GIVEN PROBLEM | Could you repeat, word for word, every line from the one containing "Point out the rink" through the final line of the records below, and nothing else?

──────── RECORDS TO USE ────────

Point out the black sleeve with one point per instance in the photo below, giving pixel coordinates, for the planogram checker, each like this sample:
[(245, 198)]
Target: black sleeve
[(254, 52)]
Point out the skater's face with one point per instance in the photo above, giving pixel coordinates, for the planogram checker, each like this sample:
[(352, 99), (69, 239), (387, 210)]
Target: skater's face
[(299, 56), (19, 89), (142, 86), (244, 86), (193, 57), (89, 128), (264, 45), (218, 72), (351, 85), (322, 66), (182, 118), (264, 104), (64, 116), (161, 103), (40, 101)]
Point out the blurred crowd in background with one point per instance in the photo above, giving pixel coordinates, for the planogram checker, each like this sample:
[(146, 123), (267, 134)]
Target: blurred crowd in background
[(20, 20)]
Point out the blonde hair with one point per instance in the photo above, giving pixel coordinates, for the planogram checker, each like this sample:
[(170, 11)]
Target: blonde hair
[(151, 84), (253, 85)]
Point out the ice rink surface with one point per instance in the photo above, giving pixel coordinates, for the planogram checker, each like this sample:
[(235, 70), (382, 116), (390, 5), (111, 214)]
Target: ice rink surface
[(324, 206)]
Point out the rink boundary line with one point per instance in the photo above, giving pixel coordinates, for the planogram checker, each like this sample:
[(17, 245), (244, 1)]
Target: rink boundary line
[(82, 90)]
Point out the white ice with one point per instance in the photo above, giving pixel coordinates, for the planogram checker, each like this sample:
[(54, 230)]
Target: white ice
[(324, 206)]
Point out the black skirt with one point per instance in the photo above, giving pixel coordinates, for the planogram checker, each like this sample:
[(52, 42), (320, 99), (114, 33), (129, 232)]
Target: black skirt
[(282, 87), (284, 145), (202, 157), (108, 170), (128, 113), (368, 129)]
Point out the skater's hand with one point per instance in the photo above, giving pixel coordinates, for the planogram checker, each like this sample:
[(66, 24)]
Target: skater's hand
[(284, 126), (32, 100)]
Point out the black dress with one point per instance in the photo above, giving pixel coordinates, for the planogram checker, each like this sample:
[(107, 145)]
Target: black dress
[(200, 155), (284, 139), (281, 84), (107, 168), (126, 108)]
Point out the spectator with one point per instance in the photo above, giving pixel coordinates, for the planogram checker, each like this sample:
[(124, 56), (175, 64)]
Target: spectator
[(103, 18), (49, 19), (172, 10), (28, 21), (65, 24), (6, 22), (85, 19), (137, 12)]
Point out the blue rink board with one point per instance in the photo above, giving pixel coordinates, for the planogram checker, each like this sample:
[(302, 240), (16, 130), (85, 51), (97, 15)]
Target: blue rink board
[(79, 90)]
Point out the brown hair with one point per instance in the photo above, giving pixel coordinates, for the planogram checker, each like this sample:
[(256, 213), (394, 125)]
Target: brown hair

────────

EXERCISE OUTPUT |
Point out the rink boundary line with one point per instance in the photo above, giving pixel coordinates, for the planogram checker, each like this sample:
[(17, 245), (244, 1)]
Target: rink boundary line
[(82, 90)]
Point out the white ice with one point per instance in the photo above, giving pixel coordinates, for the planogram checker, each like this sample:
[(54, 230)]
Target: white ice
[(324, 206)]
Point out the black skirt with one point per instance in the photo above, giving pixel coordinates, for the planogram checker, each like this sample:
[(52, 42), (320, 99), (114, 33), (129, 232)]
Target: black skirt
[(282, 87), (284, 145), (202, 157), (108, 170), (128, 113), (368, 129)]
Point out the skater's hand with one point per instance in the photo above, giving pixel coordinates, for the planogram checker, each like this sample:
[(66, 24)]
Target: skater's hand
[(284, 126), (32, 100)]
Point out the black dress with one point per instance in the photo above, giving pixel coordinates, for the planogram checker, each like this sample:
[(107, 145)]
Target: black dress
[(200, 155), (284, 139), (281, 84), (107, 168), (126, 108)]
Point out the spectator with one point per instance in the photo above, giving pixel coordinates, for the planogram checker, each like this sample:
[(124, 56), (175, 64)]
Target: spectator
[(103, 18), (49, 19), (172, 10), (28, 21), (65, 24), (6, 22), (85, 19), (137, 12)]
Point out the blue rink board with one point per instance in the photo above, giving pixel coordinates, for the planogram checker, each like this sample:
[(302, 240), (16, 130), (85, 51), (97, 15)]
Target: blue rink board
[(79, 90)]
Point out the brown hair with one point per instance in the photo above, giving pixel coordinates, for the planogram checker, each like this sample:
[(256, 213), (394, 125)]
Target: brown hair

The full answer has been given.